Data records
+-------+

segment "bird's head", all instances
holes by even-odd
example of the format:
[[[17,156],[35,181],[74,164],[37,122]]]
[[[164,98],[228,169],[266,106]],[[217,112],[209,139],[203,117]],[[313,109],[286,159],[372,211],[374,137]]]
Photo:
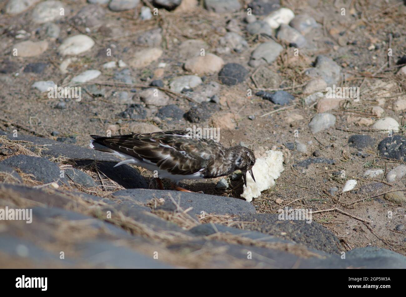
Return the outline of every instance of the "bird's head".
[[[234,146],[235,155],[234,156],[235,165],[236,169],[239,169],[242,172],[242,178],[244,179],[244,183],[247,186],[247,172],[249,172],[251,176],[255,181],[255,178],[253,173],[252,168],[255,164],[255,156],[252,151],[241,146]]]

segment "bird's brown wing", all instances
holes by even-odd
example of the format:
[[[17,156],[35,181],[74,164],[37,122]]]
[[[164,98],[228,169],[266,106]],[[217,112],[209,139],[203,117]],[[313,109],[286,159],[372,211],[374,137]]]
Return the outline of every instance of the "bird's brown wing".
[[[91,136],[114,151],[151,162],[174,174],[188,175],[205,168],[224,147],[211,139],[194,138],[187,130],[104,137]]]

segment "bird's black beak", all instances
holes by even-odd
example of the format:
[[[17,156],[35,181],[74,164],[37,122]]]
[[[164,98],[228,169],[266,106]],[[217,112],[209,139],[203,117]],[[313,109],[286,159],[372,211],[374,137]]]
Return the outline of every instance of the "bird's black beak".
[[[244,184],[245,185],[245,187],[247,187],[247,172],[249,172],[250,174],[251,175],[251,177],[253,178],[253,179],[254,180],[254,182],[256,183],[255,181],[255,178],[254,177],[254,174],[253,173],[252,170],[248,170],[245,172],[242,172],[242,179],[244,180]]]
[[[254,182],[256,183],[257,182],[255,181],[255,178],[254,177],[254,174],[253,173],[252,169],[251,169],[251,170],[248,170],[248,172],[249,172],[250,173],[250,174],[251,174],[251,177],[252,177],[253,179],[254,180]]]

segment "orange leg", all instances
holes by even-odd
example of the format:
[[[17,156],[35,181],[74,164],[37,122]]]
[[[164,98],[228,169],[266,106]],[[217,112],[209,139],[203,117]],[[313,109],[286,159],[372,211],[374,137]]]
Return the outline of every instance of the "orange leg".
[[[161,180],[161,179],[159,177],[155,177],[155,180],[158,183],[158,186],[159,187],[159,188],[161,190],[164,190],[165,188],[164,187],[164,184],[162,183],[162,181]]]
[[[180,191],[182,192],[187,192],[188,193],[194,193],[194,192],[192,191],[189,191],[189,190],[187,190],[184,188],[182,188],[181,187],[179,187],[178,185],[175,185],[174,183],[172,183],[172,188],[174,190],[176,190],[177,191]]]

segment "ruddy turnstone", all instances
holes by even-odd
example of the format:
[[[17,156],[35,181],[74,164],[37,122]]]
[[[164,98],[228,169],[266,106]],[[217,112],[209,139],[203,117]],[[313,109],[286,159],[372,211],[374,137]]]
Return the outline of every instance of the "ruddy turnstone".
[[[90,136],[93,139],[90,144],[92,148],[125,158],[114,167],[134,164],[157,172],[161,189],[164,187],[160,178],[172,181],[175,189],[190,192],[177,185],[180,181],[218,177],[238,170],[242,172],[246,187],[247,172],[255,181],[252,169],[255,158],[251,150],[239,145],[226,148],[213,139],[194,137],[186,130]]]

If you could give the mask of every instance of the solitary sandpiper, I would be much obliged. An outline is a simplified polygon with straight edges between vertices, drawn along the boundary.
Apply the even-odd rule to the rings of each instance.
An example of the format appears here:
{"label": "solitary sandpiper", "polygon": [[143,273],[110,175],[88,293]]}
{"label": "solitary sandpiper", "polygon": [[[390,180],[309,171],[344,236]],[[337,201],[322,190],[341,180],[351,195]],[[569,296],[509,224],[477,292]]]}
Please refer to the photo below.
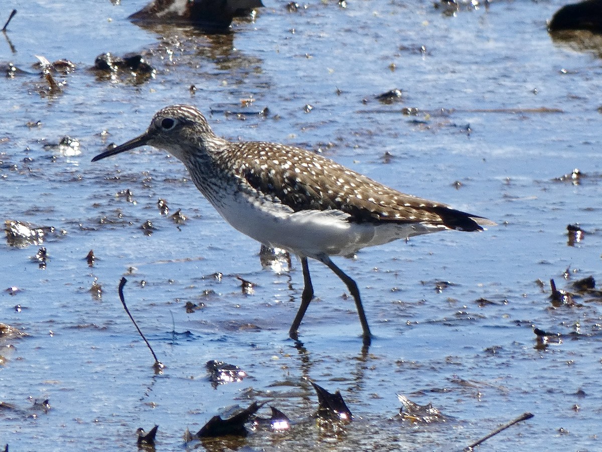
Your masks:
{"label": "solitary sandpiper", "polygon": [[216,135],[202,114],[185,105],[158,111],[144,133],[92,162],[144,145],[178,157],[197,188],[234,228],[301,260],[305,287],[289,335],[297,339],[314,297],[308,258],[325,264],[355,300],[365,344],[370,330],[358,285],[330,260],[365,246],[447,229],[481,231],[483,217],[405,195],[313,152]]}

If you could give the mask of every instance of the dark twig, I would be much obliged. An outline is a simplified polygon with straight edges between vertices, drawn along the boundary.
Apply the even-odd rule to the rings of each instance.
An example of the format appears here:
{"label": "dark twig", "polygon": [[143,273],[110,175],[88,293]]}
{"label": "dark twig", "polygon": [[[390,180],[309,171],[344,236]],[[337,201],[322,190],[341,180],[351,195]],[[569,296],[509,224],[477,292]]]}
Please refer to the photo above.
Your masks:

+-------+

**WORK INSTRUCTIONS:** Pull out every line of the entries above that contains the string "dark", matching case exactly.

**THE SOLUTION:**
If you could give the mask of every instance of the dark twig, I would be much obliged. An outline is a simplified polygon with straight edges between vertices, drawn along the boundary.
{"label": "dark twig", "polygon": [[143,273],[110,175],[88,293]]}
{"label": "dark twig", "polygon": [[[390,180],[309,171],[344,236]],[[337,201],[322,190],[341,180],[351,195]],[[569,296],[509,224],[477,292]]]}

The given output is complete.